EXERCISE MATERIAL:
+++++

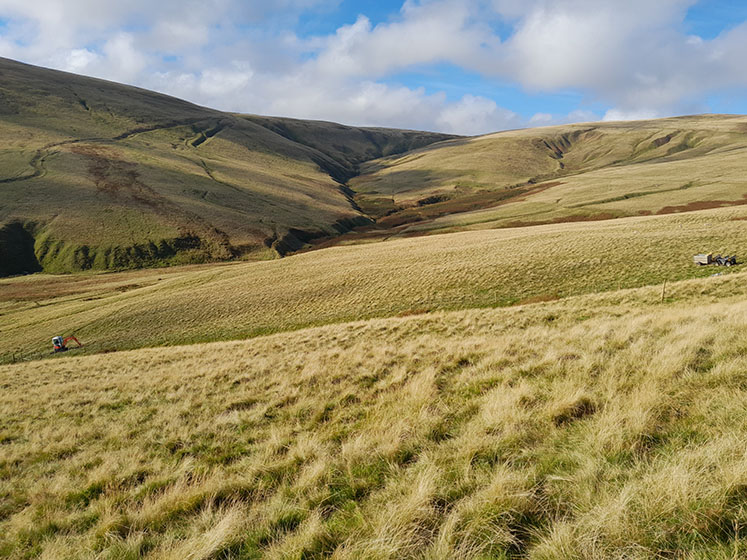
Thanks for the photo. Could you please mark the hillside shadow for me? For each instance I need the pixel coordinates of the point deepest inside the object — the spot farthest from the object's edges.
(17, 254)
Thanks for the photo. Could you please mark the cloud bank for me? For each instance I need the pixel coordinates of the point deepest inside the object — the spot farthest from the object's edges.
(635, 58)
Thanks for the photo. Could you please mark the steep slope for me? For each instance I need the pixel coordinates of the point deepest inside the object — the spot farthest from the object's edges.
(101, 175)
(572, 172)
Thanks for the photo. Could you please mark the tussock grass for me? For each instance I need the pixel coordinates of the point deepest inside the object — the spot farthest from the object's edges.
(602, 426)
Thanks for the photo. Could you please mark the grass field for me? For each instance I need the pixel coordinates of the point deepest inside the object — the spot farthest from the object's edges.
(444, 272)
(599, 426)
(105, 176)
(494, 369)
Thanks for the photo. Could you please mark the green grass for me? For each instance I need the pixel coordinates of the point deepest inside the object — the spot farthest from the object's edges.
(97, 172)
(401, 277)
(566, 173)
(600, 426)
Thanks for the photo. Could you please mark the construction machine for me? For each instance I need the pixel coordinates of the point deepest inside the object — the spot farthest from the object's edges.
(60, 344)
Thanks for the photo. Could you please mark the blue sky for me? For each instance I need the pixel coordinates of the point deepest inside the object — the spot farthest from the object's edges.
(464, 66)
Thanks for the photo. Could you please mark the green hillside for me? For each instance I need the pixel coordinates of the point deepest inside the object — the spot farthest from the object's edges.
(575, 172)
(97, 175)
(598, 427)
(407, 276)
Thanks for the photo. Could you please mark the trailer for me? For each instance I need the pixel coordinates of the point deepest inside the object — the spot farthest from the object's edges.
(704, 259)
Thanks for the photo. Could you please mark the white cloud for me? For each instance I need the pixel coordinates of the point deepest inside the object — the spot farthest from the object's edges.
(476, 115)
(634, 58)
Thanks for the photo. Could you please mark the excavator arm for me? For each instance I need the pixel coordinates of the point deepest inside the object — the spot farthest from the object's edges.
(69, 338)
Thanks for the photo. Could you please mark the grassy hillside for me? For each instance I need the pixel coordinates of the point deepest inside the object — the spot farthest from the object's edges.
(602, 426)
(566, 173)
(455, 271)
(97, 175)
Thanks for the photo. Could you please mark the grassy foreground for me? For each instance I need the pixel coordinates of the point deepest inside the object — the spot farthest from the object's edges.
(445, 272)
(602, 426)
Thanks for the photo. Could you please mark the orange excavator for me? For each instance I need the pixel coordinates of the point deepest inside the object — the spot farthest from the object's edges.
(60, 344)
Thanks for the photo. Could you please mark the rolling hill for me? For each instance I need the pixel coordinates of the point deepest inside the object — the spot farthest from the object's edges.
(97, 175)
(405, 276)
(477, 361)
(598, 427)
(578, 172)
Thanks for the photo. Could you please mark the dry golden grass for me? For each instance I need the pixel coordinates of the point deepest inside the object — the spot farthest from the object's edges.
(592, 169)
(456, 271)
(602, 426)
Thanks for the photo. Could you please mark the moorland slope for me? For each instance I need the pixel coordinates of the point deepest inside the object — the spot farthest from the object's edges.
(98, 175)
(600, 426)
(405, 276)
(586, 171)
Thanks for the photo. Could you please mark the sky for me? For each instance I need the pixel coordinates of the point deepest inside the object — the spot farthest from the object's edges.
(457, 66)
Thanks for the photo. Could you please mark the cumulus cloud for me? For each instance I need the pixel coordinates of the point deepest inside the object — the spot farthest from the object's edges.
(634, 58)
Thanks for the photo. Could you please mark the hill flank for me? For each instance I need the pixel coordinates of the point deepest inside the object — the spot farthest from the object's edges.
(407, 276)
(97, 175)
(577, 172)
(603, 426)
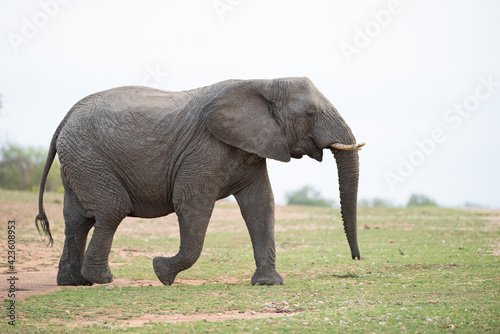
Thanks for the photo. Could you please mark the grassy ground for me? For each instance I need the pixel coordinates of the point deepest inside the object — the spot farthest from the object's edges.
(423, 270)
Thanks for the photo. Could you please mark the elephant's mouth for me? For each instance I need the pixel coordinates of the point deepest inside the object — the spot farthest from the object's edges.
(344, 147)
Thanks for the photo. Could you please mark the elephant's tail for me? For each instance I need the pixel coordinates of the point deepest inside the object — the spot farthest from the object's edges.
(41, 219)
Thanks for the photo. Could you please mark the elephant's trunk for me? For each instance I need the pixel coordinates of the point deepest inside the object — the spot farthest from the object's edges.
(348, 172)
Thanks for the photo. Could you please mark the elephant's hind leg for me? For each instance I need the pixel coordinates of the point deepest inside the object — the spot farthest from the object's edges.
(95, 264)
(193, 223)
(109, 202)
(76, 230)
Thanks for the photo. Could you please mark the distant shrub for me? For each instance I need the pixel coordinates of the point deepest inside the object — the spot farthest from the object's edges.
(375, 203)
(308, 196)
(420, 200)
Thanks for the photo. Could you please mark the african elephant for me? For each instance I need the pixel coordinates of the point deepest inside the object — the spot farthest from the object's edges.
(143, 152)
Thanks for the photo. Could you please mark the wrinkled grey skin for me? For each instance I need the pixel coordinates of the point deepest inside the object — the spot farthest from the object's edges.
(143, 152)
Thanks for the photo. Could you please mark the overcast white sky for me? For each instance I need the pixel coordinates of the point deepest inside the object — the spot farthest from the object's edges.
(419, 80)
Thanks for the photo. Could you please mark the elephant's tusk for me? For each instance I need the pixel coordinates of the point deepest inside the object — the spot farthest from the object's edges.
(344, 147)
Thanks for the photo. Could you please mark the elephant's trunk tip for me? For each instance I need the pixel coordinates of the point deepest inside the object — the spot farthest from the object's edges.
(345, 147)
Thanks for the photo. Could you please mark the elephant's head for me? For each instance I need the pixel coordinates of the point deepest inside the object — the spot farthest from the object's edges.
(288, 118)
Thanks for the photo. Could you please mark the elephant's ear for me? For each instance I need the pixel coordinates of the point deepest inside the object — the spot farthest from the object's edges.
(240, 115)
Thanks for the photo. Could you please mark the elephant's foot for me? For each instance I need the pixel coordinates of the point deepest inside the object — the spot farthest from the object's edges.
(72, 278)
(163, 269)
(267, 277)
(100, 274)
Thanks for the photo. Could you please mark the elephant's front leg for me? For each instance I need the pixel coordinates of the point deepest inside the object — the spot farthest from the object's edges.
(257, 207)
(193, 222)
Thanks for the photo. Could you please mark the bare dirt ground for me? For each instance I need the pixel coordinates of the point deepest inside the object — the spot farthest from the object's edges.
(36, 264)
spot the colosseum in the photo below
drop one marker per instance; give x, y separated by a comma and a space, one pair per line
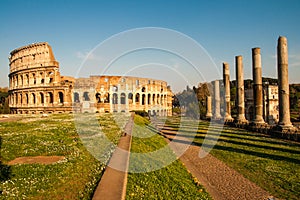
36, 86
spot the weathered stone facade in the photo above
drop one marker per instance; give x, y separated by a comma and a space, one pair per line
36, 86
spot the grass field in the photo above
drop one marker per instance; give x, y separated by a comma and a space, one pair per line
171, 182
74, 177
271, 163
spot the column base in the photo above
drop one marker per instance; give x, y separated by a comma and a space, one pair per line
286, 128
288, 132
241, 121
228, 119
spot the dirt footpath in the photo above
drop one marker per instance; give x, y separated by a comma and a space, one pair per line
220, 181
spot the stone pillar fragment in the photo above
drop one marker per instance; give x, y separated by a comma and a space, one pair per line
226, 80
240, 90
257, 86
283, 83
208, 107
217, 114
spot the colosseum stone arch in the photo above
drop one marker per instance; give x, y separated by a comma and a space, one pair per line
36, 86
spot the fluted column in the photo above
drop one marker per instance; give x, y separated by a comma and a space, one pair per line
283, 82
257, 86
240, 90
217, 114
226, 80
208, 107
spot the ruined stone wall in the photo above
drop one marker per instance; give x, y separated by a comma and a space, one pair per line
35, 84
122, 94
271, 103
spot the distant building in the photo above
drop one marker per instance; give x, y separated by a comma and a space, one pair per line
36, 86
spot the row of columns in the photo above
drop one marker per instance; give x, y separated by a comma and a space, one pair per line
283, 87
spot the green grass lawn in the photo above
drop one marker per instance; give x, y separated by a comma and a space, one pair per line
74, 177
170, 182
271, 163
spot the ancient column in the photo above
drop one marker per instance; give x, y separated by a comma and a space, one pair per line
217, 114
283, 82
257, 86
240, 90
208, 107
226, 80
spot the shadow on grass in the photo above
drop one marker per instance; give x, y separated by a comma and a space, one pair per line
237, 150
5, 170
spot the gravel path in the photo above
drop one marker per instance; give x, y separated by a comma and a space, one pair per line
221, 181
114, 180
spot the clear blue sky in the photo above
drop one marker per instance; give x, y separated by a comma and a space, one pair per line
223, 28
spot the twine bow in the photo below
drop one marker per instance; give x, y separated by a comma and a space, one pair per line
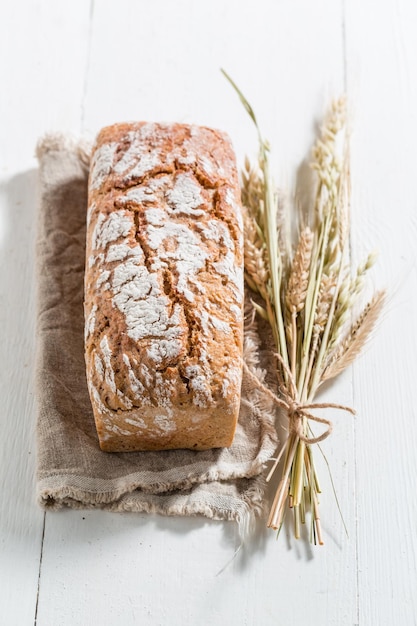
298, 413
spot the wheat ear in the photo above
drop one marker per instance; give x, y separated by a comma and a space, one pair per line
359, 332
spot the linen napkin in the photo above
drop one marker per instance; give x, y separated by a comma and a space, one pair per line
72, 471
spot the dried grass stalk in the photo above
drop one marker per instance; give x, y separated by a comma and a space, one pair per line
309, 305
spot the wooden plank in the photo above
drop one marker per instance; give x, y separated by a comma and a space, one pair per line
382, 55
161, 61
42, 79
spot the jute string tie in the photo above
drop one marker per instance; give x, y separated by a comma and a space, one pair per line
298, 413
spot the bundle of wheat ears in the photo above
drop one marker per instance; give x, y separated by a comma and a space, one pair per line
306, 289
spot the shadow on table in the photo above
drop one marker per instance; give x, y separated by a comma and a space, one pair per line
18, 195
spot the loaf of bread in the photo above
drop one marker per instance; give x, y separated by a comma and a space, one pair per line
164, 288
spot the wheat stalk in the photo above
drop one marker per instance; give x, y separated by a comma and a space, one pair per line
307, 299
349, 348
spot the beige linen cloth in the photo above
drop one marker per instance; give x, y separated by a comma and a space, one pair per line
72, 470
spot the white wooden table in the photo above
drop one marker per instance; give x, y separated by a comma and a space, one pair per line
80, 65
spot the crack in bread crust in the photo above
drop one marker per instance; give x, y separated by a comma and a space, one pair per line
164, 286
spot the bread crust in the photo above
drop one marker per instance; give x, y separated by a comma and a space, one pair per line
164, 287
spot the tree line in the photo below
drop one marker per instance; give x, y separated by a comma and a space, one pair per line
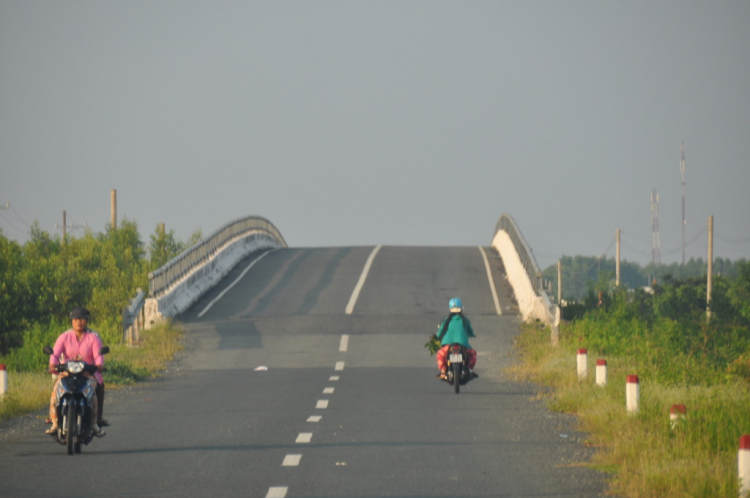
582, 275
42, 279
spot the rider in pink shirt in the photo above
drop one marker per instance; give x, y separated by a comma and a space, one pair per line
82, 344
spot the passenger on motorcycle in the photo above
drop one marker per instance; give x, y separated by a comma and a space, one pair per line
82, 344
455, 328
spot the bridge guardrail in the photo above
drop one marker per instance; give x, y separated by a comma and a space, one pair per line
524, 275
162, 279
183, 279
508, 224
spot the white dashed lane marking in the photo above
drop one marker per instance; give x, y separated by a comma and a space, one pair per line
344, 344
277, 492
291, 460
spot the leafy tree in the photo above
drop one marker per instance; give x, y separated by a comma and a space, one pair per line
12, 294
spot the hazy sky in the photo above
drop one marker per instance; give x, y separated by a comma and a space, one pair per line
388, 122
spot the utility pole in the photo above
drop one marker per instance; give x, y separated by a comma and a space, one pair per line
709, 284
113, 208
684, 223
655, 237
65, 227
617, 265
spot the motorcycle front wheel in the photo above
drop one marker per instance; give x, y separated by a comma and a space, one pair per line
71, 428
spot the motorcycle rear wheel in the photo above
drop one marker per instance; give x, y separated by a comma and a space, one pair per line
71, 428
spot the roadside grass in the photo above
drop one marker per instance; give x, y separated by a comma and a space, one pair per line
644, 455
29, 391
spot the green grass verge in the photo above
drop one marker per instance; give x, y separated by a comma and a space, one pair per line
644, 455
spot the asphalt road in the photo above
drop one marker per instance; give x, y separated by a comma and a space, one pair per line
282, 394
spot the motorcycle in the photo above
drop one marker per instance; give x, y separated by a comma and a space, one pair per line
458, 373
74, 404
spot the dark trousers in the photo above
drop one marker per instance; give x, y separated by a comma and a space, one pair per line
100, 400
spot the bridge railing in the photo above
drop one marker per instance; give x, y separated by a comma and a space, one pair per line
508, 224
524, 275
162, 279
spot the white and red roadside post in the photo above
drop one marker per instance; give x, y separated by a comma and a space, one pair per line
632, 393
3, 380
676, 415
601, 372
582, 361
743, 465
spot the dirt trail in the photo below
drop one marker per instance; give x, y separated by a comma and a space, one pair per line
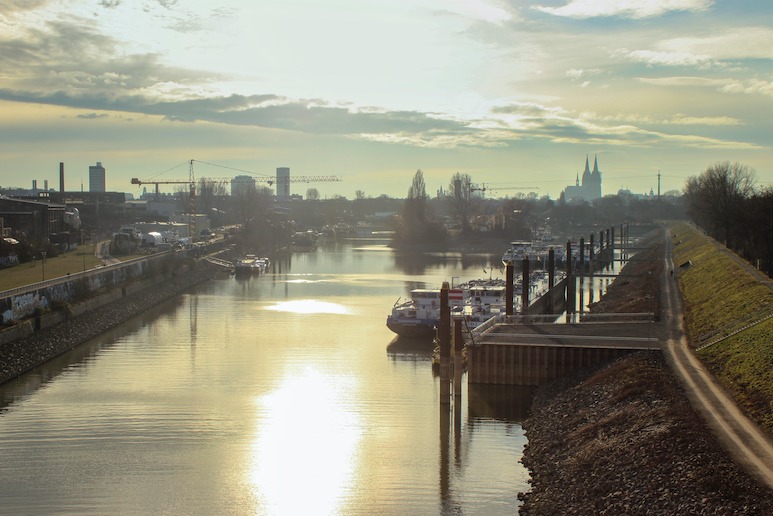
742, 438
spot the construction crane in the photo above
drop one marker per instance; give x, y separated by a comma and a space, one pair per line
191, 182
260, 179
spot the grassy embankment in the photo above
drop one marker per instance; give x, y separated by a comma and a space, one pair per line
66, 263
720, 297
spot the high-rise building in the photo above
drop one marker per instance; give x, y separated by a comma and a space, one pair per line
241, 185
283, 183
97, 177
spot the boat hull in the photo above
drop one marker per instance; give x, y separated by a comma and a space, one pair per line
406, 327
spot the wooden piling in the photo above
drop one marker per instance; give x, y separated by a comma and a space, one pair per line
458, 342
525, 286
444, 338
509, 289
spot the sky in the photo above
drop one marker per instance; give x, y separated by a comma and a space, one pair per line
516, 94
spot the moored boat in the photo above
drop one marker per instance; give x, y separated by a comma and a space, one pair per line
251, 264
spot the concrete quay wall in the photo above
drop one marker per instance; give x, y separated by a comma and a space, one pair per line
36, 341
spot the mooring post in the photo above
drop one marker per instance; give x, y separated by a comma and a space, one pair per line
525, 287
591, 254
509, 289
570, 282
458, 345
551, 278
444, 336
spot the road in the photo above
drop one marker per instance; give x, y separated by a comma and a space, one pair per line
742, 438
103, 253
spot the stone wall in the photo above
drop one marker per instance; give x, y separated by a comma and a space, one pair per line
35, 341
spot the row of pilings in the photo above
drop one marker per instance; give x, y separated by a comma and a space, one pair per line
561, 296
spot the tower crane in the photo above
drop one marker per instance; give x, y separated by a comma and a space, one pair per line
191, 182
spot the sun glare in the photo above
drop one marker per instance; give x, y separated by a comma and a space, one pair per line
310, 306
305, 448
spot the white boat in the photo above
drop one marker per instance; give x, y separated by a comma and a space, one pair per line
419, 315
251, 264
475, 301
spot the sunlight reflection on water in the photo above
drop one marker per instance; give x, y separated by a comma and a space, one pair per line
310, 306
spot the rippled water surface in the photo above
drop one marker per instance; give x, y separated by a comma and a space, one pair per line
278, 394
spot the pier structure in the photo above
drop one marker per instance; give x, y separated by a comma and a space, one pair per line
525, 350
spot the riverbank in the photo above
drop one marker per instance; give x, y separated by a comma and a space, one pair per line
624, 439
22, 355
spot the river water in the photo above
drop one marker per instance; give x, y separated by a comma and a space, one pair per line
278, 394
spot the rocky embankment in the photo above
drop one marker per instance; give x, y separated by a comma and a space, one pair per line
623, 439
22, 355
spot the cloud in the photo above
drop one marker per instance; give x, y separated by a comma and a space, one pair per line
635, 9
750, 86
724, 49
14, 6
92, 116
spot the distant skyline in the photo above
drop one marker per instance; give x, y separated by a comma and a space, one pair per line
515, 94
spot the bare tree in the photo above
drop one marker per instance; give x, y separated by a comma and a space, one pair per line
461, 195
415, 228
716, 197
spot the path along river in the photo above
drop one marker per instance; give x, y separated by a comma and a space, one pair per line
277, 394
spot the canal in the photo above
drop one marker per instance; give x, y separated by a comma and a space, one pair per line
277, 394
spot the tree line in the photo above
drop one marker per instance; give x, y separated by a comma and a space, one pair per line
724, 201
727, 204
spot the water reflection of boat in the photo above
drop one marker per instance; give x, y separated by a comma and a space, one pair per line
409, 346
304, 241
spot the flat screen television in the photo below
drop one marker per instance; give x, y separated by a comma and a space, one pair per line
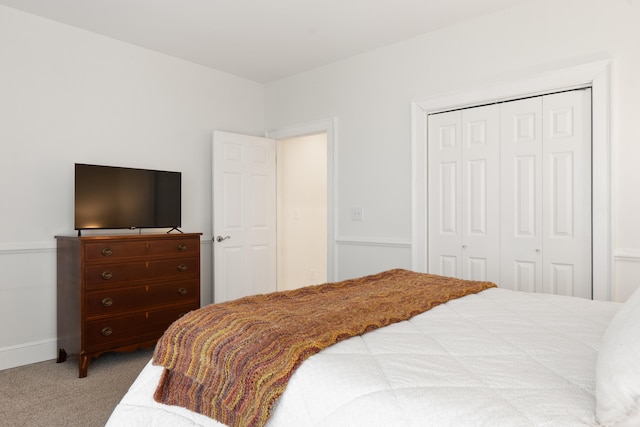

+++++

Give an exact copy of the lines above from the line with "spot the white boat in the photo above" up to and including the line with "spot the sunlight", and leave everything else out.

spot the white boat in the photo above
drop one marker per instance; give x, y separated by a comma and a space, one pair per line
419, 315
251, 264
475, 301
spot the sunlight reflection on water in the photo above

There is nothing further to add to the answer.